* Provided records
_____
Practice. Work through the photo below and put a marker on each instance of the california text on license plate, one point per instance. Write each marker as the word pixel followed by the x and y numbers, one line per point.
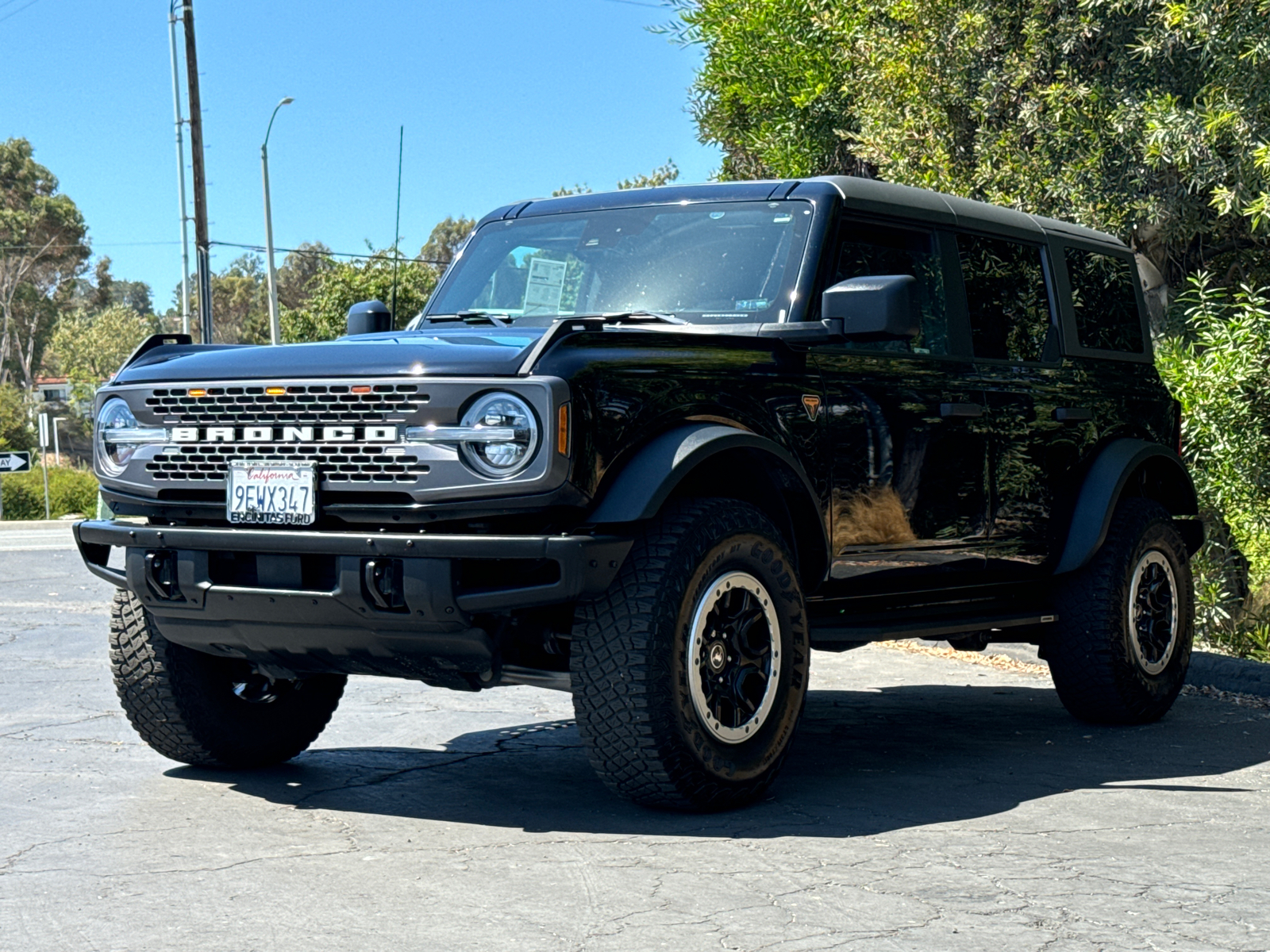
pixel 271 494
_____
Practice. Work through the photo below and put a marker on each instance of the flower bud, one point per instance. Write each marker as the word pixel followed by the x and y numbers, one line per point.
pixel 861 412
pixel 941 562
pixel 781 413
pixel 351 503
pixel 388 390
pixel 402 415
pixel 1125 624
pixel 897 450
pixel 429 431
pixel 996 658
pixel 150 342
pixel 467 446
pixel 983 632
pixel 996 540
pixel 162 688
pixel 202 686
_____
* The exercise
Please convert the lines of the material from the one containing "of the flower" through the one containing "pixel 202 686", both included, into a Markdown table with columns "Number" and "Entry", numbering each line and skipping any blank lines.

* Reply to the exercise
| Number | Entry |
|---|---|
| 1 | Practice. Work through the photo below and put a marker on each instance of the flower bud, one point per instance. Write each marker as the word pixel followed by the x and y numbers, one line per point. |
| 2 | pixel 861 412 |
| 3 | pixel 941 562 |
| 4 | pixel 781 413 |
| 5 | pixel 351 503 |
| 6 | pixel 388 390 |
| 7 | pixel 402 415 |
| 8 | pixel 1125 624 |
| 9 | pixel 897 450 |
| 10 | pixel 429 431 |
| 11 | pixel 996 658 |
| 12 | pixel 150 342 |
| 13 | pixel 467 446 |
| 14 | pixel 983 632 |
| 15 | pixel 996 540 |
| 16 | pixel 162 688 |
| 17 | pixel 202 686 |